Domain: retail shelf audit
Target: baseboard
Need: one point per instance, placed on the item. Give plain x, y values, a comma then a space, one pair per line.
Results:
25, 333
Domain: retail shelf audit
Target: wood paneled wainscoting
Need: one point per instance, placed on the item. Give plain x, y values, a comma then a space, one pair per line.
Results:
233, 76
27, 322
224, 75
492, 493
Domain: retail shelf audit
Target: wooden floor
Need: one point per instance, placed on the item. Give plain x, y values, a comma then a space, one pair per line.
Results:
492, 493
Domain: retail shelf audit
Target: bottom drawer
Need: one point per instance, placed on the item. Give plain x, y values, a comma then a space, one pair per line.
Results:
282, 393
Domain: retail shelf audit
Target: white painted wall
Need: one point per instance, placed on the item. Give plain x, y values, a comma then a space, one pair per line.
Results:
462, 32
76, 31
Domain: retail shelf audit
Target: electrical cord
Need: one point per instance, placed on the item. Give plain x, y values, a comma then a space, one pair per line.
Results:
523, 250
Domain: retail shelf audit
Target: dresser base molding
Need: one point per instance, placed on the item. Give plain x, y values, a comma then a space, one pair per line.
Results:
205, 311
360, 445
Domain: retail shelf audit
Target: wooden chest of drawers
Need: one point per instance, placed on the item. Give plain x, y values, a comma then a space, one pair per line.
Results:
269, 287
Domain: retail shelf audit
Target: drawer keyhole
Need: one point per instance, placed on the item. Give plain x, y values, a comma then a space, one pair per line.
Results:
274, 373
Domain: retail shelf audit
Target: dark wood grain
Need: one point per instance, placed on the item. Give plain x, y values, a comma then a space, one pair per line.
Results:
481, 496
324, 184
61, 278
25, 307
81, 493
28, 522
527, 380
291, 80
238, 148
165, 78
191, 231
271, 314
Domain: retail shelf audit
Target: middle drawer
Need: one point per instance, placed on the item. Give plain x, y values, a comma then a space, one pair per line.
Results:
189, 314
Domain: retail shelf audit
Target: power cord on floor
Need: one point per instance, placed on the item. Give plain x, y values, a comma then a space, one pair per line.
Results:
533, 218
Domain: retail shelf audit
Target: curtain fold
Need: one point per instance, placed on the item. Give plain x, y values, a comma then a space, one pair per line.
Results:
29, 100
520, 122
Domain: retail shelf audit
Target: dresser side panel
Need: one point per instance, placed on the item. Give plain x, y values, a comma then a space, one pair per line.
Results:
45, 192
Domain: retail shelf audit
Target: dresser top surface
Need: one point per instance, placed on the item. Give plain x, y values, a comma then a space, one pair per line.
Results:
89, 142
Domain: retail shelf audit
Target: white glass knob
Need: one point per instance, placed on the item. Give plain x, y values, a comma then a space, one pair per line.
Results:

•••••

**Instructions to follow:** Type out the material again exactly as presented.

**Solution to this problem:**
Domain: retail shelf audit
Target: baseboard
Need: one point per instance, placed on the item. Give plain x, y values, a comma then a space, one pair per line.
Results:
25, 333
Domain: retail shelf audit
Target: wood paneled wainscoting
Need: one point per instance, placed on the item. Give plain x, y values, a comma then a space, one pair per line.
Results:
233, 76
27, 322
224, 75
492, 493
Domain: retail shelf audit
Target: wooden floor
Need: one point per instance, placed on the item. Give plain x, y values, a comma then a space, one pair per line.
Results:
492, 493
Domain: retail shelf audit
Target: bottom drawer
Need: one point per instance, placed on the item. Give plain x, y values, a comma then a space, one pair per line.
Results:
282, 393
Domain: retail shelf audit
Target: white painted wall
Need: one point per instance, placed on the item. Give plain x, y values, a comma then a space, one pair per line.
Results:
462, 32
76, 31
Domain: retail shelf audit
Target: electrical cord
Need: one point per instance, placed on the item. Give plain x, y values, a comma then a space, one pair per line.
Results:
523, 250
Domain: retail shelf audit
Target: dresser base molding
Need: one point per instance, placed on the item. Give plain x, y values, a comma then a space, one pair per line.
Results:
205, 311
360, 445
Domain: retail shelf audit
Target: wooden chest of drawers
Need: one point per instance, placed on the item. Give plain x, y values, a comma then a space, one pair per line.
Results:
269, 287
Domain: retail shelf audit
Target: drawer keyhole
Need: one point per instance, placed on the item. Give plain x, y values, a comma then a space, one pair per line.
Results:
274, 373
Domain: retail shelf audit
Target: dark wood grain
Need: one point per instance, placed on the item. Give plain x, y values, a comma then a space, one pair per line.
Results:
481, 496
324, 184
61, 278
25, 307
81, 493
28, 522
527, 380
291, 80
238, 148
165, 78
191, 231
271, 314
Domain: retail shelf audit
Target: middle drawer
Need: one point per instance, placed on the item. Give plain x, y values, a comma then a space, one pair per line.
Results:
189, 314
Domain: retail shelf audit
Target: power cord on floor
Need: one point per instance, placed on the item. Give plain x, y values, a comma then a space, one pair per line.
Results:
533, 218
Domain: retail shelf audit
Target: curtain fold
Need: one point per instance, placed on the item. Give plain x, y values, a comma then a space, one pair per line.
Results:
29, 100
520, 122
Domain: retail shelf audit
Target: dresser side panel
Need: one point per instance, placed on the item. Give plain x, y values, a comma then a space, one pair per line.
Results:
45, 192
Domain: retail shelf audit
Target: dresser top surface
Need: one point per instance, placed on the item. Give plain x, y values, a comma then a space, one pair per line.
Results:
89, 142
Domain: retail shelf audit
Target: white glass knob
Need: one point per instance, placed on the item. Give plain x, y values, a comma then a space, one pair per line.
Results:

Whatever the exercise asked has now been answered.